**Set exercise**
Your task is to transcribe the data in full.

— Start Data records —

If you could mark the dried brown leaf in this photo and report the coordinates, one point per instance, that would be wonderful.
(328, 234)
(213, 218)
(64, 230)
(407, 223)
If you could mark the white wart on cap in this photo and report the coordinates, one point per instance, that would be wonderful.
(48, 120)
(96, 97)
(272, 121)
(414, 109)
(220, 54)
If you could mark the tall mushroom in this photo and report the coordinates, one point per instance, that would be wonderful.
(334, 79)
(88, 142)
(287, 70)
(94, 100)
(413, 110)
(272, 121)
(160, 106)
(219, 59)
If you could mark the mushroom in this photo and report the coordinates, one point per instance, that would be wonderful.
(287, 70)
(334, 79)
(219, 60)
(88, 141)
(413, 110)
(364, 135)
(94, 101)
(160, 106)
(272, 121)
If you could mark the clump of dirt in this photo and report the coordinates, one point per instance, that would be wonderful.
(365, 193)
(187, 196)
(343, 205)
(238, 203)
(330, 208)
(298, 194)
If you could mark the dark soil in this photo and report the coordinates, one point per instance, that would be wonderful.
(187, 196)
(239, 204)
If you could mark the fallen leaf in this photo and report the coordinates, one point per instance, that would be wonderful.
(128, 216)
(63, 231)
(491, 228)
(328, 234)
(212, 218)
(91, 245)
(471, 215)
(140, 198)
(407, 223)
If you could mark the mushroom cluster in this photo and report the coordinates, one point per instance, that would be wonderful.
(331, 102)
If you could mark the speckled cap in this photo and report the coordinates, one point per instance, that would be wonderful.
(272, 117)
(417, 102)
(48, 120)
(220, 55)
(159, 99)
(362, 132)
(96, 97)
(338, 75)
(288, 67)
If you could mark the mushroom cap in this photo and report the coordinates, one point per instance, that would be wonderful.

— End Data records —

**Final result**
If you could mark the dried brown leaf in this photo and report the coordinates, one point per instance, that would be wonderful.
(328, 234)
(213, 218)
(64, 230)
(407, 223)
If you could mark the white wart on cap in this photo and report the coordinates, one point per instance, that would be wonderful.
(48, 120)
(96, 97)
(272, 121)
(414, 109)
(220, 54)
If you could mark the tall mushroom in this photo and report the coordinates, one point per instance, that would be wonderful.
(334, 79)
(88, 142)
(287, 70)
(94, 100)
(413, 110)
(272, 121)
(160, 106)
(219, 59)
If you could mark the mushroom in this photo and report the coordinates, one point per instance, that would be wonderful.
(287, 70)
(334, 79)
(219, 60)
(88, 141)
(413, 110)
(364, 135)
(94, 101)
(160, 106)
(272, 121)
If you could mark the clump of dirt in this photo and report the coordinates, one point per instance, that would be wonderful.
(365, 193)
(187, 196)
(343, 205)
(238, 203)
(330, 208)
(298, 194)
If you could mark the dark soil in this photo and report the coordinates, one point per instance, that would be wonderful.
(187, 196)
(239, 204)
If you could mark the fallen leaf in this photo and report the coordinates, one point per instance, that would be wonderful.
(128, 216)
(63, 231)
(491, 228)
(328, 234)
(212, 218)
(91, 245)
(471, 215)
(140, 198)
(407, 223)
If you could mark the mushroom cluster in this photo and report the coordinates, one point per instance, that would be wonderful.
(331, 102)
If you could mark the speckled cap in this photo and report the coordinates, one point per instance, that would be wonderful.
(272, 117)
(417, 102)
(48, 120)
(220, 55)
(159, 99)
(362, 132)
(96, 97)
(338, 75)
(288, 67)
If you could mark the mushroom cap in this photo and report the coordinates, one point per instance, that would be wonderful.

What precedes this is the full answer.